- _Problem details_
Please restate the data word for word, leaving out no line.

- _Record excerpts_
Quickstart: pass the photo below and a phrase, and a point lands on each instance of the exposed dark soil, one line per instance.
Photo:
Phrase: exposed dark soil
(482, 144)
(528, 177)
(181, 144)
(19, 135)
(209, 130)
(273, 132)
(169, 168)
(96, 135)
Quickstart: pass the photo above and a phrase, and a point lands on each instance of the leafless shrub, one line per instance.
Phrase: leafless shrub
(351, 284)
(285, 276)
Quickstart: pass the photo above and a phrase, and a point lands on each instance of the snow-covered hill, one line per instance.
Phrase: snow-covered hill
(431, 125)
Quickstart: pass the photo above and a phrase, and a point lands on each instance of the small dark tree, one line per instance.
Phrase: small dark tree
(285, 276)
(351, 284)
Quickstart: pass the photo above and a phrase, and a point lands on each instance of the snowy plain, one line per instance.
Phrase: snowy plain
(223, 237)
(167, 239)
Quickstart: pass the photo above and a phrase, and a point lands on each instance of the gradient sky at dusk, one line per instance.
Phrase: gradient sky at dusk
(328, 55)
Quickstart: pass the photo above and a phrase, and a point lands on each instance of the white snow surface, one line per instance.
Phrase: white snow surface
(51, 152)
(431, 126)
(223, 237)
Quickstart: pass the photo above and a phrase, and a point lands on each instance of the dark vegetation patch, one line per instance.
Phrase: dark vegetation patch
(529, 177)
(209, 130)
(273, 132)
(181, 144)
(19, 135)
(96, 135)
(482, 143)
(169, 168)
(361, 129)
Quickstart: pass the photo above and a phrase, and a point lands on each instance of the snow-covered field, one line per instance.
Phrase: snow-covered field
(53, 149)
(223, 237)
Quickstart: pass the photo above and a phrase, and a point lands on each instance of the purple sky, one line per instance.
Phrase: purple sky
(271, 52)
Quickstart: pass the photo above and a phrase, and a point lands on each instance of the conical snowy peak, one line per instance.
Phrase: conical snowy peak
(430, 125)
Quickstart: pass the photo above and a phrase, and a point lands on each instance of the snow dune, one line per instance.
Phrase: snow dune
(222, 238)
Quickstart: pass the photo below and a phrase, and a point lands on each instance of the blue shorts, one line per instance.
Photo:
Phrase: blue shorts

- _Response box_
Quickstart: pass the photo below and a phrase, and a point lands on each instance of the exposed dark soil, one line per instance.
Photo:
Phrase: exposed dark soil
(482, 144)
(528, 177)
(181, 144)
(19, 135)
(209, 130)
(273, 132)
(169, 168)
(96, 135)
Quickstart: pass the photo above and a phrase, and a point lands on each instance of the leafless shrub, one line per instance.
Phrase: leafless shrub
(351, 284)
(285, 276)
Quickstart: pass the photo above and a phrase, and a point lands on each instance of the snow-covered hill, one line per instance.
Phrase: snow-covered hill
(431, 125)
Quickstart: pass the photo above and a phrase, and a point lands on each instance of the small dark tree, one line per instance.
Phrase: small dark tree
(285, 276)
(351, 284)
Quickstart: pass the photo above and a phrase, and a point lands on each instance of the snowy plain, one line per instance.
Phrase: snowy plain
(223, 237)
(167, 239)
Quickstart: pass the photo above and a phrase, and a point lands on each instance of the gradient sky at dusk, one line per instance.
Phrase: gradient sky at dusk
(328, 55)
Quickstart: pass the photo above and a phrase, and a point lands on each instance of the white snow surface, one line per instance.
Phrase: white snow surface
(51, 152)
(431, 126)
(223, 237)
Quickstart: pass the photo above and a phrase, and a point lands on each instance of the dark vegetation patch, one line per instance.
Phrase: dark vegetation patch
(529, 177)
(209, 130)
(273, 132)
(181, 144)
(19, 135)
(96, 135)
(482, 143)
(169, 168)
(361, 129)
Quickstart: pass the photo above and a phrase, and a point lands on each instance of the snow-covered field, one line per instance.
Phrase: snow-covered field
(53, 149)
(223, 237)
Quickstart: pass the photo above and a phrase, and a point lands on each instance of the purple sky, one line per instance.
Phrase: purple sky
(271, 52)
Quickstart: pass the photo above and a phrase, and a point lands on each instance of the conical snowy peak, one line per instance.
Phrase: conical snowy peak
(430, 125)
Quickstart: pass the photo above and a phrase, and a point lands on each instance of the snow dune, one line per instance.
Phrase: snow dune
(222, 238)
Quickstart: pass the photo below and a phrase, and a point lands on each instance of the blue shorts, one line per instance.
Photo:
Phrase: blue shorts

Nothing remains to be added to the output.